§ **Instructions for the task**
Please copy every one of the records below word for word, keeping each line unchanged.

::::::::

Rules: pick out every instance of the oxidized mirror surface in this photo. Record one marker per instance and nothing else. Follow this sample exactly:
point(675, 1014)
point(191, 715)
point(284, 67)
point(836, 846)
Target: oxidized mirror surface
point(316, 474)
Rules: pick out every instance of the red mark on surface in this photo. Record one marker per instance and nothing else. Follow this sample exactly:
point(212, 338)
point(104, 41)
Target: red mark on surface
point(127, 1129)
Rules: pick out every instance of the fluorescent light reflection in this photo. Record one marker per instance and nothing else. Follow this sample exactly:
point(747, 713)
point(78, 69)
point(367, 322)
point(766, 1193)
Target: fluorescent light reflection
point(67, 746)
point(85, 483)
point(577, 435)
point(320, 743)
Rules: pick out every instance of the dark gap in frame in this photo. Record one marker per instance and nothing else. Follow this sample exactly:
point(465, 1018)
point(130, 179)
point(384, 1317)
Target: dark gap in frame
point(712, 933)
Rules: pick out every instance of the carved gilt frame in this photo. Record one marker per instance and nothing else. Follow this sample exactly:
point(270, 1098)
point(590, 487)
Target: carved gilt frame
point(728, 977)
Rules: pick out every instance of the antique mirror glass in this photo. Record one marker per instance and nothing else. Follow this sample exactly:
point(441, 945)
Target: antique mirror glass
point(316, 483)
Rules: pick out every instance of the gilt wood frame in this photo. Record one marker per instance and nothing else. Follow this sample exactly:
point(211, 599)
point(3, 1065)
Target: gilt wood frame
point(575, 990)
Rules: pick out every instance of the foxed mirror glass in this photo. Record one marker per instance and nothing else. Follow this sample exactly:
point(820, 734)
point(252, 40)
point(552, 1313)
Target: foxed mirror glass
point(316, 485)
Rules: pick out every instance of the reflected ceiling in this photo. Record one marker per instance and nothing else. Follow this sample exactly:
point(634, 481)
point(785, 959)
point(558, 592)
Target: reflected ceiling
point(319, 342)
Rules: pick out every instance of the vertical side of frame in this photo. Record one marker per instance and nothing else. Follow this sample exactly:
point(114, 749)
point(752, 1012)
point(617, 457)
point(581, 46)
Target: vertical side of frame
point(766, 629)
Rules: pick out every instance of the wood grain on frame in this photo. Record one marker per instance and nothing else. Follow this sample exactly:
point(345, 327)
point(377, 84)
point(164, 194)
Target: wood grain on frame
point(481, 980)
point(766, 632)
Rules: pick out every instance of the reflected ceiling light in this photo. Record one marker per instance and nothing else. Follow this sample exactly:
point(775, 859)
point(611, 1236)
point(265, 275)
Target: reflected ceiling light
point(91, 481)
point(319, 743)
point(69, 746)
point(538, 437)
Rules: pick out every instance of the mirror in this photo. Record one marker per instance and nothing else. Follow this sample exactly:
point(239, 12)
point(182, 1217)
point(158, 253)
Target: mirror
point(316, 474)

::::::::

§ **Task result**
Rules: pick out every instance of the oxidized mirror surface in this photo. Record one marker per instance and nothing else. Follow this sample exactly:
point(675, 1014)
point(191, 715)
point(284, 67)
point(836, 846)
Target: oxidized mirror surface
point(316, 474)
Rules: pick out every instance of the red mark on surface in this photo. Record one marker per instance and nothing else. Follow this sample exactly:
point(212, 338)
point(104, 41)
Target: red mark on surface
point(127, 1129)
Rules: pick out every instance of the fluorescent light reflection in this photo. Record one marker per instance and nothing else. Follow this sample exactly:
point(747, 713)
point(78, 69)
point(367, 322)
point(766, 1193)
Target: fluorescent light reflection
point(67, 746)
point(85, 483)
point(577, 435)
point(320, 743)
Rules: pick out every instance of the dark gap in frame in this photo. Record one marker per instance and nothing else. Follow this sample exactly:
point(465, 1018)
point(130, 179)
point(384, 1317)
Target: dark gap in frame
point(712, 933)
Rules: pick out every instance of the carved gilt frame in this photo. Record one marker per instance and nothing else. Follow this sample exactly:
point(270, 1098)
point(590, 487)
Target: carved gilt frame
point(728, 977)
Rules: pick out every instance of the antique mirror glass in this photo. Record one marker per instance and nothing else. Follow this sample exactly:
point(441, 945)
Target: antique mirror glass
point(316, 483)
Rules: pick out every instance of the gilt wood frame in this photo. Record one marker per instance and nothing else. Follow this sample exactly:
point(211, 599)
point(3, 1065)
Target: gilt wood frame
point(575, 990)
Rules: pick out every instance of the foxed mirror glass in this photo. Record one marker per instance and nothing else. Follow this sample exactly:
point(820, 734)
point(252, 40)
point(552, 1313)
Target: foxed mirror glass
point(316, 485)
Rules: pick out every instance of the reflected ceiling in this photo. Record one marker per instance and nothing else. Follow this sample exactly:
point(634, 481)
point(785, 959)
point(558, 592)
Target: reflected ceiling
point(319, 342)
Rules: pick out every instance of the vertical side of frame in this photo. Record one marker per instance and nothing else. Follow this sample exactly:
point(114, 749)
point(752, 1012)
point(617, 457)
point(581, 46)
Target: vertical side of frame
point(766, 629)
Rules: pick out every instance of the wood grain on frame in this photo. Record one marker per instance and nothing else. Follow this sample exactly:
point(345, 327)
point(377, 84)
point(164, 194)
Target: wood grain on frame
point(481, 980)
point(766, 632)
Rules: pick out every instance of the reflected ceiling light in this photo. Record one marker per instance and nothing else. Follow this sample exactly:
point(775, 859)
point(611, 1236)
point(265, 275)
Target: reflected ceiling light
point(91, 481)
point(319, 743)
point(69, 746)
point(538, 437)
Rules: pick out every instance of the mirror in this photo. Record one marker per instance and nothing else. Follow this sample exactly:
point(239, 12)
point(182, 1217)
point(158, 253)
Target: mirror
point(316, 474)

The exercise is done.